» Exercise prompt:
Reproduce the whole of the data exactly.

»»

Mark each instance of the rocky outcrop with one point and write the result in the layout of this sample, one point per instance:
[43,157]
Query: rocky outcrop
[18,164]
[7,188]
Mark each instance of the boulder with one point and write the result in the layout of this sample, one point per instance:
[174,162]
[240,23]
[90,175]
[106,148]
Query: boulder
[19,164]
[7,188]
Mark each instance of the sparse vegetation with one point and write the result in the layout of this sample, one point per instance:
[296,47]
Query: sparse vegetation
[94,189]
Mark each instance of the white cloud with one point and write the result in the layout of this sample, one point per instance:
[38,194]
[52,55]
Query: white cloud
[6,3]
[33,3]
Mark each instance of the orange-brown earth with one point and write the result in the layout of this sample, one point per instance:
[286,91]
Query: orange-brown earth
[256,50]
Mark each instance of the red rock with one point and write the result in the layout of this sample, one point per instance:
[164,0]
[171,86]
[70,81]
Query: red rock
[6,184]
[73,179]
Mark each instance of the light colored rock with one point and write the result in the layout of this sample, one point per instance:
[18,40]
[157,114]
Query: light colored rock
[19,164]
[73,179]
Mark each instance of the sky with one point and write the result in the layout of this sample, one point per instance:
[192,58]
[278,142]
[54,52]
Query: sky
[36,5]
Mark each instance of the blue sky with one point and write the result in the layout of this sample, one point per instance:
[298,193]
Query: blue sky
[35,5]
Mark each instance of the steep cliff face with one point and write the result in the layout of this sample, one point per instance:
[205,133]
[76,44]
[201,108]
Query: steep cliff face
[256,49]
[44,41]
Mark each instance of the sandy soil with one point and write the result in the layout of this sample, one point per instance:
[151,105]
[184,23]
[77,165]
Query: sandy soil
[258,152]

««

» Solution:
Mark each instance of the rocky outcrop with one point and write the result in the layout of this sample, one point per instance:
[43,157]
Query: rocky outcrop
[18,164]
[7,188]
Mark each instance of the boulder with one point and write the result in the layout of this sample, one point per instance:
[174,162]
[240,23]
[90,175]
[106,148]
Query: boulder
[19,164]
[7,188]
Mark each instance of the sparse vegetation with one point and write the result in the layout of this sample, one point per instance:
[296,47]
Query: sparse vegetation
[94,189]
Mark each instance of the white cloud with one point and write the result in the layout of this sample, one point per instance:
[38,194]
[52,55]
Query: white cloud
[6,3]
[33,3]
Mark each instance of the orange-brown earth with one point and write the result in the layout of this sample, one point per instance:
[286,91]
Query: orange-brown earth
[256,50]
Mark each instance of the red rock with one point and write the result in the layout of this sample, one point per instance:
[164,0]
[171,86]
[70,81]
Query: red rock
[6,184]
[73,179]
Mark each instance of the light colored rock with one point and write the result in the layout of this sample, one point per instance:
[18,40]
[157,114]
Query: light colored rock
[19,164]
[73,179]
Mark each instance of the sky with one point and write the result in the layout of this sample, one point per instance:
[192,58]
[278,142]
[54,52]
Query: sky
[36,5]
Mark each instance of the blue sky with one point and write the result in the layout of this sample, one point per instance:
[298,193]
Query: blue sky
[35,5]
Mark each instance of the steep cliff face with one point and write the result in the layout of this sample, one point per instance:
[205,133]
[76,44]
[201,108]
Query: steep cliff face
[256,49]
[44,41]
Mark each instance of the sandy soil with one point and write the result in the layout of this sample, one point per instance:
[151,105]
[184,23]
[77,165]
Query: sandy soil
[258,152]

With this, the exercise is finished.